## Set problem
Copy out, exactly as given, every line from the line with "Scan the screenshot above and identify where the squirrel head" to the end of the listing, both of those lines included.

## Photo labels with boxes
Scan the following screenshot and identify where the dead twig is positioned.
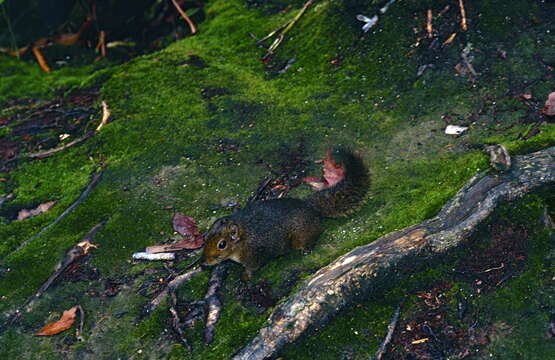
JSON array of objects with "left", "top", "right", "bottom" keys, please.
[
  {"left": 426, "top": 9, "right": 434, "bottom": 38},
  {"left": 24, "top": 131, "right": 94, "bottom": 163},
  {"left": 374, "top": 304, "right": 401, "bottom": 360},
  {"left": 204, "top": 264, "right": 228, "bottom": 344},
  {"left": 75, "top": 305, "right": 85, "bottom": 341},
  {"left": 94, "top": 30, "right": 107, "bottom": 62},
  {"left": 232, "top": 147, "right": 555, "bottom": 360},
  {"left": 459, "top": 0, "right": 468, "bottom": 31},
  {"left": 4, "top": 101, "right": 110, "bottom": 164},
  {"left": 170, "top": 288, "right": 192, "bottom": 350},
  {"left": 31, "top": 46, "right": 50, "bottom": 72},
  {"left": 257, "top": 0, "right": 314, "bottom": 61},
  {"left": 172, "top": 0, "right": 197, "bottom": 34},
  {"left": 4, "top": 221, "right": 102, "bottom": 324},
  {"left": 144, "top": 267, "right": 202, "bottom": 314},
  {"left": 95, "top": 101, "right": 111, "bottom": 132},
  {"left": 8, "top": 172, "right": 102, "bottom": 256}
]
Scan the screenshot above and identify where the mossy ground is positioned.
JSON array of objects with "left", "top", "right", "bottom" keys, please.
[{"left": 0, "top": 1, "right": 555, "bottom": 359}]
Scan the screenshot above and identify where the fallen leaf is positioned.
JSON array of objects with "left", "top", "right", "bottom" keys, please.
[
  {"left": 17, "top": 201, "right": 56, "bottom": 220},
  {"left": 445, "top": 125, "right": 468, "bottom": 135},
  {"left": 77, "top": 240, "right": 98, "bottom": 255},
  {"left": 411, "top": 338, "right": 430, "bottom": 345},
  {"left": 35, "top": 306, "right": 77, "bottom": 336},
  {"left": 303, "top": 151, "right": 345, "bottom": 191},
  {"left": 172, "top": 213, "right": 200, "bottom": 236},
  {"left": 146, "top": 213, "right": 204, "bottom": 254},
  {"left": 542, "top": 92, "right": 555, "bottom": 116}
]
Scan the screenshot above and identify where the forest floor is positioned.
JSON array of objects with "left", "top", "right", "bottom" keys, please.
[{"left": 0, "top": 0, "right": 555, "bottom": 360}]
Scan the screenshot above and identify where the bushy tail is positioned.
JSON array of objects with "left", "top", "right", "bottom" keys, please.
[{"left": 305, "top": 148, "right": 370, "bottom": 218}]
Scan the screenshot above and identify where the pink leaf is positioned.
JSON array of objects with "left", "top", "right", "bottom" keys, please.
[
  {"left": 303, "top": 151, "right": 345, "bottom": 191},
  {"left": 17, "top": 201, "right": 56, "bottom": 220},
  {"left": 146, "top": 213, "right": 204, "bottom": 254}
]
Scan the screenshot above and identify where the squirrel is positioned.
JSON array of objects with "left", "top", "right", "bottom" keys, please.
[{"left": 201, "top": 149, "right": 370, "bottom": 280}]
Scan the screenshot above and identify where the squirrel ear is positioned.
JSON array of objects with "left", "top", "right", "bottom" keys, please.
[{"left": 229, "top": 224, "right": 239, "bottom": 242}]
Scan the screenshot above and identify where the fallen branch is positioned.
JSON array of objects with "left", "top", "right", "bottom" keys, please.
[
  {"left": 233, "top": 147, "right": 555, "bottom": 360},
  {"left": 144, "top": 267, "right": 202, "bottom": 314},
  {"left": 4, "top": 101, "right": 110, "bottom": 164},
  {"left": 8, "top": 173, "right": 102, "bottom": 256}
]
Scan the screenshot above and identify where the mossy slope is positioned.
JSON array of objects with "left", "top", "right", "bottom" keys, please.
[{"left": 0, "top": 1, "right": 555, "bottom": 359}]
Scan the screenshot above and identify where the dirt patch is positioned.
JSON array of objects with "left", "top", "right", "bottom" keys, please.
[
  {"left": 455, "top": 227, "right": 529, "bottom": 293},
  {"left": 0, "top": 91, "right": 99, "bottom": 171}
]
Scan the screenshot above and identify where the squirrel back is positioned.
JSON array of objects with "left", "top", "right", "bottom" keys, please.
[
  {"left": 202, "top": 149, "right": 369, "bottom": 278},
  {"left": 304, "top": 148, "right": 370, "bottom": 218}
]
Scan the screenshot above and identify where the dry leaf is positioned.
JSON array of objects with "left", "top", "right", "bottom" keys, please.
[
  {"left": 35, "top": 306, "right": 77, "bottom": 336},
  {"left": 146, "top": 213, "right": 204, "bottom": 254},
  {"left": 445, "top": 125, "right": 468, "bottom": 135},
  {"left": 542, "top": 92, "right": 555, "bottom": 116},
  {"left": 77, "top": 240, "right": 98, "bottom": 256},
  {"left": 17, "top": 201, "right": 56, "bottom": 220},
  {"left": 303, "top": 151, "right": 345, "bottom": 191}
]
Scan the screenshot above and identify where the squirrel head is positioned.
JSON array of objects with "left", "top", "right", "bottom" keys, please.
[{"left": 202, "top": 217, "right": 242, "bottom": 265}]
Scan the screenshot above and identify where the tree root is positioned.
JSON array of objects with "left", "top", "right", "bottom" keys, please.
[{"left": 233, "top": 147, "right": 555, "bottom": 360}]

## Exercise output
Scan the screenshot above and identify where the squirrel head is positioned.
JSON array of objects with "left", "top", "right", "bottom" keys, please.
[{"left": 202, "top": 217, "right": 242, "bottom": 265}]
Scan the screenshot above and identify where the tree root is positioned.
JSON array of objects with "left", "top", "right", "bottom" keys, please.
[{"left": 233, "top": 147, "right": 555, "bottom": 360}]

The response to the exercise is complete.